**Task statement:** Each line of the data should be given again exactly.

**Extracted records:**
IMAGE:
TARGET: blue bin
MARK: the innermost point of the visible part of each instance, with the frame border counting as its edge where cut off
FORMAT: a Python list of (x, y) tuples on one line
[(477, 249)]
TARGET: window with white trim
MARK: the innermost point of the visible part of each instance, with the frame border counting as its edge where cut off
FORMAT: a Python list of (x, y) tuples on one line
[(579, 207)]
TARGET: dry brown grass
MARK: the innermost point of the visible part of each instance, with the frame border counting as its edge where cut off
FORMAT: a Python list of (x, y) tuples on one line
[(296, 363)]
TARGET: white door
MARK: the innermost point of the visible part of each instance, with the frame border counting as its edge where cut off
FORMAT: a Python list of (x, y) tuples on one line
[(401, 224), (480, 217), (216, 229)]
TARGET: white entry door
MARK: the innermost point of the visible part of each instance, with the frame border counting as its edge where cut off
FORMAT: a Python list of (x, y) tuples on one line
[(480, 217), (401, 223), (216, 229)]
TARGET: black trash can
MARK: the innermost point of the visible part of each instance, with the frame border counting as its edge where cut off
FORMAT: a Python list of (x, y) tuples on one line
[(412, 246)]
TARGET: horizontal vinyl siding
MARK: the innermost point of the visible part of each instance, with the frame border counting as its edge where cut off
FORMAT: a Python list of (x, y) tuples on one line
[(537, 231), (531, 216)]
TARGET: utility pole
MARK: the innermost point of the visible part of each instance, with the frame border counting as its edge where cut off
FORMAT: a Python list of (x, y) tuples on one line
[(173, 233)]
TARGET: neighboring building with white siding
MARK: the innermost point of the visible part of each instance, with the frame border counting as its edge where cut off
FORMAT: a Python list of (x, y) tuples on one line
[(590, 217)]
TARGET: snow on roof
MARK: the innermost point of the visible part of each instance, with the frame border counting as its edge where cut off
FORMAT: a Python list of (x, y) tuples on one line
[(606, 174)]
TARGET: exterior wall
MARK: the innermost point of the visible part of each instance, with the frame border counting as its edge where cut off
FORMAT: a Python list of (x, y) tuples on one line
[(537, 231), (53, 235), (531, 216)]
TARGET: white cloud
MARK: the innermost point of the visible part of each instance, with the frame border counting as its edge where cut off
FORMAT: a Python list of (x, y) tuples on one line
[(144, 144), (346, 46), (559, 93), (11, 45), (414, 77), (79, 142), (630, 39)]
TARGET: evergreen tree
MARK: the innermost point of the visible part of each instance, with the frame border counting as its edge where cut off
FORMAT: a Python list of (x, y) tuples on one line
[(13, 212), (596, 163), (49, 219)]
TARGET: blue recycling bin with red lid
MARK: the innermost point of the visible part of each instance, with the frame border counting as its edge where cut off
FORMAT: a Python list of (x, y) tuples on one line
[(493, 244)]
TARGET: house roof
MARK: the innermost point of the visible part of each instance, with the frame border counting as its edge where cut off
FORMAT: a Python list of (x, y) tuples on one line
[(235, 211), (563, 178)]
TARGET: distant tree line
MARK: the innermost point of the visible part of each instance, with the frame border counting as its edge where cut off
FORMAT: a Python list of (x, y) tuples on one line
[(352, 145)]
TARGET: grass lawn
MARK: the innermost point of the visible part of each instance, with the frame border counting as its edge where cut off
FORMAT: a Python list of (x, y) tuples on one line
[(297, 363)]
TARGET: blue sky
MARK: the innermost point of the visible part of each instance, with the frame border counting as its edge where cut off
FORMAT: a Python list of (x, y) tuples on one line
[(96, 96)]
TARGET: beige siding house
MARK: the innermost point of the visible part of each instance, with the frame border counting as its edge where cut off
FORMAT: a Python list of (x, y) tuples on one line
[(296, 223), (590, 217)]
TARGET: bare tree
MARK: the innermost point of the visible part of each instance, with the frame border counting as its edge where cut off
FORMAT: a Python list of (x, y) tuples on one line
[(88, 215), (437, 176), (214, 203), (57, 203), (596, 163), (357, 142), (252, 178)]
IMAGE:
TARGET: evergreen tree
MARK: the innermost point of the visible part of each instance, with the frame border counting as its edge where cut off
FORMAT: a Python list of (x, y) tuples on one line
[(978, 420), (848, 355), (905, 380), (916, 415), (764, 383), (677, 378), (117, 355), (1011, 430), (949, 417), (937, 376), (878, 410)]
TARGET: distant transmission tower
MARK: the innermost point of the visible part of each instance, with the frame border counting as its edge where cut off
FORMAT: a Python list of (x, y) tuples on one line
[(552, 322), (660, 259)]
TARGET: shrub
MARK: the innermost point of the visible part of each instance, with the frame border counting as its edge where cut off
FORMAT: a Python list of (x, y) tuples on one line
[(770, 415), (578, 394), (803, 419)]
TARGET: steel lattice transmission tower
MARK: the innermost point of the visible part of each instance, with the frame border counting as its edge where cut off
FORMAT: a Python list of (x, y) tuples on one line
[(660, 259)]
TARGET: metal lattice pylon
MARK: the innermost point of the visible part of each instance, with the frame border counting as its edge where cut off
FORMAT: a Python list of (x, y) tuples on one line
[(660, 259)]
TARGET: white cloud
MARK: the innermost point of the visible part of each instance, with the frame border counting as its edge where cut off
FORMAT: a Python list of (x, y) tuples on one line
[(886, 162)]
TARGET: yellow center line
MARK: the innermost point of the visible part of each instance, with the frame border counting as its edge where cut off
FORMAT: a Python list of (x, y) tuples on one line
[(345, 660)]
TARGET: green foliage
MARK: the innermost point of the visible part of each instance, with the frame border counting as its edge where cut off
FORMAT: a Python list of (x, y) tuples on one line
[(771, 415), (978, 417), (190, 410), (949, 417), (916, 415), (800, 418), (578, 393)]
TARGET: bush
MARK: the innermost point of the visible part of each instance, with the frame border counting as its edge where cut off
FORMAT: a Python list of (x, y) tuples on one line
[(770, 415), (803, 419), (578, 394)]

**Response area:**
IMAGE:
TARGET: blue bin
MARK: the innermost point of the visible part of each instance, with the frame border counting as its edge where cut off
FORMAT: a Python list of (x, y) tuples on one line
[(477, 249)]
TARGET: window with white trim
MARK: the innermost point of the visible part of each instance, with the frame border counting as its edge where cut off
FORMAT: a Python list of (x, y) tuples on one line
[(579, 207)]
TARGET: dry brown grass
MARK: the innermost point of the visible part of each instance, with the frame border counting as its edge where cut off
FORMAT: a Python list of (x, y) tuples on one line
[(296, 363)]
TARGET: white door
MARK: the innermost point of the visible part of each instance, with the frame border counting as its edge where cut off
FORMAT: a Python list of (x, y) tuples on one line
[(401, 224), (480, 217), (216, 229)]
TARGET: white entry door
MARK: the innermost point of the visible part of each instance, with the frame border counting as its edge where cut off
FORMAT: a Python list of (x, y) tuples on one line
[(480, 217), (401, 223), (216, 229)]
TARGET: black trash can
MARK: the innermost point of the visible part of each instance, with the frame border counting as its edge where cut off
FORMAT: a Python list of (x, y) tuples on one line
[(412, 246)]
TARGET: horizontal vinyl siding
MARK: the innermost point of the visible part of each instance, with the frame border counting as its edge where cut off
FORMAT: a Python list of (x, y) tuples on one line
[(537, 231), (531, 216)]
TARGET: utility pole
MARK: the innermost point of the visible part of each instance, with the frame border counting as its edge where cut off
FORMAT: a Python list of (x, y) tuples on one line
[(173, 233)]
TARGET: neighboring building with white siding
MARK: the innermost point of the visible part of each instance, with the frame border counting as its edge where cut off
FORMAT: a Python list of (x, y) tuples on one line
[(590, 217)]
TARGET: snow on roof
MARK: the innermost point of the visible part of each instance, with the frame border counting as its edge where cut off
FORMAT: a Python list of (x, y) tuples on one line
[(606, 174)]
TARGET: exterior wall
MARK: the innermost point of the visible part of each instance, with the frame border counting as its edge where cut off
FORMAT: a Python list of (x, y) tuples on one line
[(537, 231), (53, 235), (531, 216)]
TARGET: white cloud
MARK: the innermost point of the visible part of each instance, with the frame border counting as its edge where cut off
FORMAT: a Python list of (x, y) tuples on one line
[(144, 144), (346, 46), (559, 93), (11, 45), (414, 77), (79, 142), (630, 39)]
TARGET: evergreen tree
MARK: the innermost point of the visible part of each instance, with the frame border counting as its edge where cut off
FORMAT: a Python list of (x, y) tuples on one line
[(13, 212), (596, 163), (49, 219)]
TARGET: blue recycling bin with red lid
MARK: the innermost point of the visible part of each instance, with the frame border counting as its edge where cut off
FORMAT: a Python list of (x, y) tuples on one line
[(493, 244)]
TARGET: house roof
MARK: the innermost point of the visible part of each instance, with the frame border counting as its edge where cut off
FORMAT: a Python list of (x, y) tuples on one line
[(235, 211), (563, 178)]
TARGET: distant tree line
MARK: the innermost point of the visible part of each instance, with the frame border counting as its edge where cut off
FORMAT: a Python list of (x, y) tuples on one line
[(352, 145)]
TARGET: grass lawn
MARK: the innermost point of the visible part of each instance, with the frame border counting as its edge where cut off
FORMAT: a Python list of (x, y) tuples on one line
[(297, 363)]
TARGET: blue sky
MARK: the innermost point of the visible part of each instance, with the frame border counting as its edge where cut off
FORMAT: a Python list of (x, y) tuples on one line
[(96, 96)]
TARGET: beige siding house
MARK: the innermost point of the visible part of each instance, with the frame border counting as its edge where cut off
FORMAT: a Python list of (x, y) tuples on one line
[(296, 223), (590, 217)]
TARGET: bare tree
MARK: the innermost point of the visible part of each instance, with the frame border counting as its edge where cut off
FORMAT: a Python list of (x, y) tuples on one line
[(88, 215), (437, 176), (214, 203), (57, 203), (596, 163), (357, 142), (252, 178)]
IMAGE:
TARGET: evergreen tree
MARK: the innermost point of the visible part of each instance, with the frame border counting as its edge where cut off
FORMAT: a Python list of (x, y) tuples on one line
[(978, 420), (848, 355), (905, 380), (916, 415), (764, 383), (677, 378), (117, 355), (1011, 430), (949, 417), (937, 376), (878, 410)]
TARGET: distant transmission tower
MARK: the innermost point of the visible part of each instance, with the frame border counting as its edge where cut off
FORMAT: a Python list of (x, y) tuples on one line
[(552, 322), (660, 259)]
TARGET: shrub
MARK: the innermost point of the visible part of each instance, with the frame border counting as its edge where cut off
FORMAT: a Python list of (x, y) tuples on one line
[(770, 415), (578, 394), (803, 419)]
TARGET: steel lattice transmission tower
MARK: the innermost point of the visible part of each instance, with the frame border counting as its edge where cut off
FORMAT: a Python list of (x, y) tuples on one line
[(660, 259)]
TARGET: metal lattice pylon
MARK: the innermost point of the visible part of each instance, with the frame border counting as its edge where cut off
FORMAT: a Python list of (x, y) tuples on one line
[(660, 259)]
TARGET: white cloud
MARK: the innermost point of the visible part of each instance, with the frame border counting as its edge where cut off
FORMAT: a Python list of (x, y) tuples on one line
[(886, 162)]
TARGET: yellow center line
MARK: the innermost point of the visible part of each instance, with the frame border counting as its edge where cut off
FORMAT: a Python list of (x, y) tuples on one line
[(345, 660)]
TARGET: green foliage
MARK: the innermost point of the visible part of each instance, with the frame border counting as its edge where cut off
FORMAT: a Python list of (x, y) tuples on one line
[(771, 415), (978, 417), (190, 410), (949, 417), (916, 415), (800, 418), (578, 393)]
TARGET: bush
MARK: the innermost point of the visible part of each instance, with the frame border counting as its edge where cut off
FORMAT: a Python list of (x, y) tuples on one line
[(770, 415), (803, 419), (578, 394)]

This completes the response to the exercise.